● Problem statement: Quote the listing below in its entirety, omitting every image.

● Dataset entries:
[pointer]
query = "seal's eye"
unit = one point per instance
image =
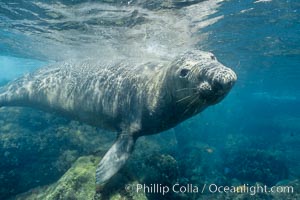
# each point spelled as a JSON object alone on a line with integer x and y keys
{"x": 184, "y": 73}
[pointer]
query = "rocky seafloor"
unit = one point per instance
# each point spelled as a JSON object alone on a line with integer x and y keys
{"x": 46, "y": 157}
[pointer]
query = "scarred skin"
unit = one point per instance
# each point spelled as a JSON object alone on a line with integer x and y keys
{"x": 134, "y": 100}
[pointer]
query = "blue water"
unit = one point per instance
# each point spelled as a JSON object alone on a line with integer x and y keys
{"x": 260, "y": 40}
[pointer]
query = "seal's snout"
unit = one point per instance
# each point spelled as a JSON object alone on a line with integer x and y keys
{"x": 224, "y": 79}
{"x": 219, "y": 82}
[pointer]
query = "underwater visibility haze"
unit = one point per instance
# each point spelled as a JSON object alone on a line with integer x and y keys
{"x": 250, "y": 138}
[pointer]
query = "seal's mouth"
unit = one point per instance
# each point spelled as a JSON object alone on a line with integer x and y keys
{"x": 217, "y": 86}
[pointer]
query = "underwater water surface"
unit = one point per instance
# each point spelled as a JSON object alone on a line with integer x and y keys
{"x": 252, "y": 137}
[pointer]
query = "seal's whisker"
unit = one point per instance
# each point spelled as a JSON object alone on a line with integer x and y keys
{"x": 184, "y": 98}
{"x": 190, "y": 104}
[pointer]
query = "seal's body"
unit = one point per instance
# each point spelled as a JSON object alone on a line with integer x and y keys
{"x": 133, "y": 100}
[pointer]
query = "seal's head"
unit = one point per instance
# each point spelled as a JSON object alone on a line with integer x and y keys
{"x": 199, "y": 80}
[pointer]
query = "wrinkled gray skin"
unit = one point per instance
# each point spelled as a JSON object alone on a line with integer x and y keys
{"x": 132, "y": 100}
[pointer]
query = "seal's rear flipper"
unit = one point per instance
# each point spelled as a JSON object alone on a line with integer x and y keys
{"x": 115, "y": 158}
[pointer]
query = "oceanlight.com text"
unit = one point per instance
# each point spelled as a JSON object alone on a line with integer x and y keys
{"x": 206, "y": 188}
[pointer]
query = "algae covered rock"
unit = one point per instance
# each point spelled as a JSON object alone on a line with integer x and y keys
{"x": 78, "y": 183}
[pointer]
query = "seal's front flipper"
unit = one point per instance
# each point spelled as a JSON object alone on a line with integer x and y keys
{"x": 115, "y": 158}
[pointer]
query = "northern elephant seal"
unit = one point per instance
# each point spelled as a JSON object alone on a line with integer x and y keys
{"x": 133, "y": 100}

● Complete output:
[pointer]
query = "seal's eye"
unit = one point per instance
image =
# each point spelled as a JSON object alone on a line with integer x and y keys
{"x": 184, "y": 73}
[pointer]
query = "rocky seafloor"
unit = one point per instance
# each point spelled as a JSON object alone on a line with integer x and y keys
{"x": 46, "y": 157}
[pointer]
query = "scarred skin"
unit = one point per instance
# each point spelled as a JSON object alone on a line with integer x and y keys
{"x": 134, "y": 100}
[pointer]
query = "blue water"
unit = one point per instance
# each point spelled as a JSON object alone on a line with integer x and y keys
{"x": 260, "y": 40}
[pointer]
query = "seal's snout"
unit = one point per instance
# each point spelled as a JSON object alone on a line with integer x and y keys
{"x": 224, "y": 79}
{"x": 219, "y": 82}
[pointer]
query = "underwater visibility haze"
unit = one point per instance
# each point spelled as a JSON object alone on a line with integer x and y keys
{"x": 250, "y": 138}
[pointer]
query = "seal's mouth"
unit = one point per instance
# each point spelled as a JSON object alone on a line with integer x and y keys
{"x": 217, "y": 86}
[pointer]
query = "underwater water surface"
unit = one point per instance
# each point spelled as a JSON object alone on a line with integer x and y keys
{"x": 252, "y": 137}
[pointer]
query = "seal's whisker"
unit = one point per instance
# each point spelled as a JSON object alone on a line with integer x and y keys
{"x": 184, "y": 98}
{"x": 190, "y": 104}
[pointer]
query = "seal's body"
unit = one point per instance
# each point spelled as a JSON object alone on a line with integer x and y keys
{"x": 133, "y": 100}
[pointer]
query = "seal's head"
unit = one point per instance
# each point spelled as a JSON object alone on a line with integer x and y keys
{"x": 199, "y": 80}
[pointer]
query = "wrinkled gray skin"
unit = one point per instance
# each point spelled as a JSON object alone on a line with integer x and y keys
{"x": 132, "y": 100}
[pointer]
query = "seal's rear flipper"
unit = one point per instance
# each point spelled as a JSON object alone on a line with integer x and y keys
{"x": 115, "y": 158}
[pointer]
query = "oceanlight.com text"
unit = one point per instance
# each point spelled as a JSON object alone on a line with integer x and y keys
{"x": 206, "y": 188}
[pointer]
query = "algae covered rock"
unit = one point per instance
# each point spelled as a JSON object alone on a line with integer x and y keys
{"x": 78, "y": 183}
[pointer]
query = "seal's front flipper"
unit = one point per instance
# each point spelled as a JSON object alone on a line with integer x and y keys
{"x": 115, "y": 158}
[pointer]
query = "northern elephant seal"
unit = one point per instance
# each point spelled as a JSON object alone on a line with integer x and y keys
{"x": 133, "y": 100}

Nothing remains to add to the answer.